(Data shown Opens)

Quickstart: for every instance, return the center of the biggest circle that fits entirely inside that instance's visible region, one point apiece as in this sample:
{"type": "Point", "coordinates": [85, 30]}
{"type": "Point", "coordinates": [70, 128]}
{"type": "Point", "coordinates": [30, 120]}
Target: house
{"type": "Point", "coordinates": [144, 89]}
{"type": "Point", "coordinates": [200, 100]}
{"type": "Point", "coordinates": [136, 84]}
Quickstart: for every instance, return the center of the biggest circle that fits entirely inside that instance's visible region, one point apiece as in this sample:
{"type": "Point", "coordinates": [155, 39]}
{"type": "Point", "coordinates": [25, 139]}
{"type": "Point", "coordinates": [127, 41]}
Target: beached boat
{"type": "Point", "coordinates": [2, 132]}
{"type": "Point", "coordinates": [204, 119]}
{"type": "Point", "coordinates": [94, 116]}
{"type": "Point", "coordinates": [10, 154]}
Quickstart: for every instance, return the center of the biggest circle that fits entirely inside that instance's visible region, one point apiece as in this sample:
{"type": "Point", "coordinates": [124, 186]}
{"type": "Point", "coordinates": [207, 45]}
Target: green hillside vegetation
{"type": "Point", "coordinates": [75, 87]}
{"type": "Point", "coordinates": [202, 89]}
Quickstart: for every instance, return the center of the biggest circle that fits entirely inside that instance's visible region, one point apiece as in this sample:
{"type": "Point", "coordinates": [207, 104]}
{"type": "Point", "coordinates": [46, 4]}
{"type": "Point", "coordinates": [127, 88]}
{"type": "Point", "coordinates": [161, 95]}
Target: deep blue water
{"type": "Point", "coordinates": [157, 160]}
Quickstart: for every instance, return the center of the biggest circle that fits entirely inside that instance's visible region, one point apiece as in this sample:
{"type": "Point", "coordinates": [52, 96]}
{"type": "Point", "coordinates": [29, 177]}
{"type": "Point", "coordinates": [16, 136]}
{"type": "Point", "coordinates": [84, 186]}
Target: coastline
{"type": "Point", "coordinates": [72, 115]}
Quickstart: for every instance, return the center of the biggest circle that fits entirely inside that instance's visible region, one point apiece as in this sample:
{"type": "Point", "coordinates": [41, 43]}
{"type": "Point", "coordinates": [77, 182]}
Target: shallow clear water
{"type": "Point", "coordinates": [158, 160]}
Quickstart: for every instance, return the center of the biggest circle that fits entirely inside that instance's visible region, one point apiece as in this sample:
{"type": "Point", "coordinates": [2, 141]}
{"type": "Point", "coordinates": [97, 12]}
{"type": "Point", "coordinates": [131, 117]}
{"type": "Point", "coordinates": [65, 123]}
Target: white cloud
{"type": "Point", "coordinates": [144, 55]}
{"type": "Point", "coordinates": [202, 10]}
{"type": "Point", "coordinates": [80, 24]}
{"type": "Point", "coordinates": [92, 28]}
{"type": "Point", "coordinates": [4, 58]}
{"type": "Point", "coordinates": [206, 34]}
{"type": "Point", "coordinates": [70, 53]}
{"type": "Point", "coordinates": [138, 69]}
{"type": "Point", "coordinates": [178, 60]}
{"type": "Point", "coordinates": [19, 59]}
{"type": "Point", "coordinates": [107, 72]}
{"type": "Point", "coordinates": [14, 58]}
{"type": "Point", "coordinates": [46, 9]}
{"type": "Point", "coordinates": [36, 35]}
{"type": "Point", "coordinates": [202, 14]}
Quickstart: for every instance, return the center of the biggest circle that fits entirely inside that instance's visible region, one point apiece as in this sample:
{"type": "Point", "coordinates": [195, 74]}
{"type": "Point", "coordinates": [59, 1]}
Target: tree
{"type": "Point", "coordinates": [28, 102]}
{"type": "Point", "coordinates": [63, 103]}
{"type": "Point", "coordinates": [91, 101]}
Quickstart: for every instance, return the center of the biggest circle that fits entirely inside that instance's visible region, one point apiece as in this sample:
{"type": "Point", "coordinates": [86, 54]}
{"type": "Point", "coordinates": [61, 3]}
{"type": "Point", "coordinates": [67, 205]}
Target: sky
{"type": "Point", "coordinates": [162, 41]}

(Data shown Closes)

**Problem description:** Repeat the data in its entirety, word for word.

**Result of this exercise:**
Quickstart: for every instance, return the center of the biggest circle that fits entirely inside that instance's visible region, one point apiece as in this sample:
{"type": "Point", "coordinates": [85, 30]}
{"type": "Point", "coordinates": [70, 128]}
{"type": "Point", "coordinates": [30, 120]}
Target: house
{"type": "Point", "coordinates": [144, 89]}
{"type": "Point", "coordinates": [200, 100]}
{"type": "Point", "coordinates": [136, 84]}
Quickstart: for every instance, return the center of the biggest circle that fits entirely inside that instance's visible region, one point apiece as in this sample:
{"type": "Point", "coordinates": [155, 39]}
{"type": "Point", "coordinates": [25, 139]}
{"type": "Point", "coordinates": [127, 41]}
Target: beached boat
{"type": "Point", "coordinates": [2, 132]}
{"type": "Point", "coordinates": [204, 119]}
{"type": "Point", "coordinates": [94, 116]}
{"type": "Point", "coordinates": [10, 154]}
Quickstart: for every instance, return the center of the biggest circle that fits entirely inside that instance's visible region, one point apiece as in this sample:
{"type": "Point", "coordinates": [124, 186]}
{"type": "Point", "coordinates": [207, 45]}
Target: green hillside vegetation
{"type": "Point", "coordinates": [75, 87]}
{"type": "Point", "coordinates": [202, 89]}
Quickstart: for every instance, return the center of the biggest circle that fits entirely inside that instance's visible region, one point apiece as in this sample:
{"type": "Point", "coordinates": [207, 104]}
{"type": "Point", "coordinates": [46, 4]}
{"type": "Point", "coordinates": [127, 88]}
{"type": "Point", "coordinates": [161, 95]}
Target: deep blue water
{"type": "Point", "coordinates": [157, 160]}
Quickstart: for every instance, return the center of the biggest circle that fits entirely inside that instance's visible region, one point apiece as in this sample:
{"type": "Point", "coordinates": [52, 96]}
{"type": "Point", "coordinates": [29, 177]}
{"type": "Point", "coordinates": [16, 136]}
{"type": "Point", "coordinates": [84, 186]}
Target: coastline
{"type": "Point", "coordinates": [72, 115]}
Quickstart: for every instance, return the center of the biggest circle that fits entirely inside that instance's visible region, one point apiece as in this sample:
{"type": "Point", "coordinates": [41, 43]}
{"type": "Point", "coordinates": [77, 182]}
Target: shallow clear water
{"type": "Point", "coordinates": [158, 160]}
Quickstart: for every instance, return the center of the biggest circle that fits entirely inside that instance's visible region, one point apiece as in this sample:
{"type": "Point", "coordinates": [2, 141]}
{"type": "Point", "coordinates": [97, 12]}
{"type": "Point", "coordinates": [131, 117]}
{"type": "Point", "coordinates": [65, 123]}
Target: white cloud
{"type": "Point", "coordinates": [144, 55]}
{"type": "Point", "coordinates": [202, 10]}
{"type": "Point", "coordinates": [80, 24]}
{"type": "Point", "coordinates": [92, 28]}
{"type": "Point", "coordinates": [4, 58]}
{"type": "Point", "coordinates": [206, 34]}
{"type": "Point", "coordinates": [70, 53]}
{"type": "Point", "coordinates": [138, 69]}
{"type": "Point", "coordinates": [178, 60]}
{"type": "Point", "coordinates": [19, 59]}
{"type": "Point", "coordinates": [107, 72]}
{"type": "Point", "coordinates": [14, 58]}
{"type": "Point", "coordinates": [46, 9]}
{"type": "Point", "coordinates": [36, 35]}
{"type": "Point", "coordinates": [202, 14]}
Quickstart: for every instance, return the center of the biggest circle that fits entirely inside that instance's visible region, one point apiece as in this sample:
{"type": "Point", "coordinates": [195, 74]}
{"type": "Point", "coordinates": [59, 1]}
Target: tree
{"type": "Point", "coordinates": [28, 102]}
{"type": "Point", "coordinates": [63, 103]}
{"type": "Point", "coordinates": [91, 101]}
Quickstart: for every instance, return the center of the biggest circle that fits entirely inside that instance's visible region, one point apiece as in this sample:
{"type": "Point", "coordinates": [86, 54]}
{"type": "Point", "coordinates": [61, 3]}
{"type": "Point", "coordinates": [67, 205]}
Target: sky
{"type": "Point", "coordinates": [162, 41]}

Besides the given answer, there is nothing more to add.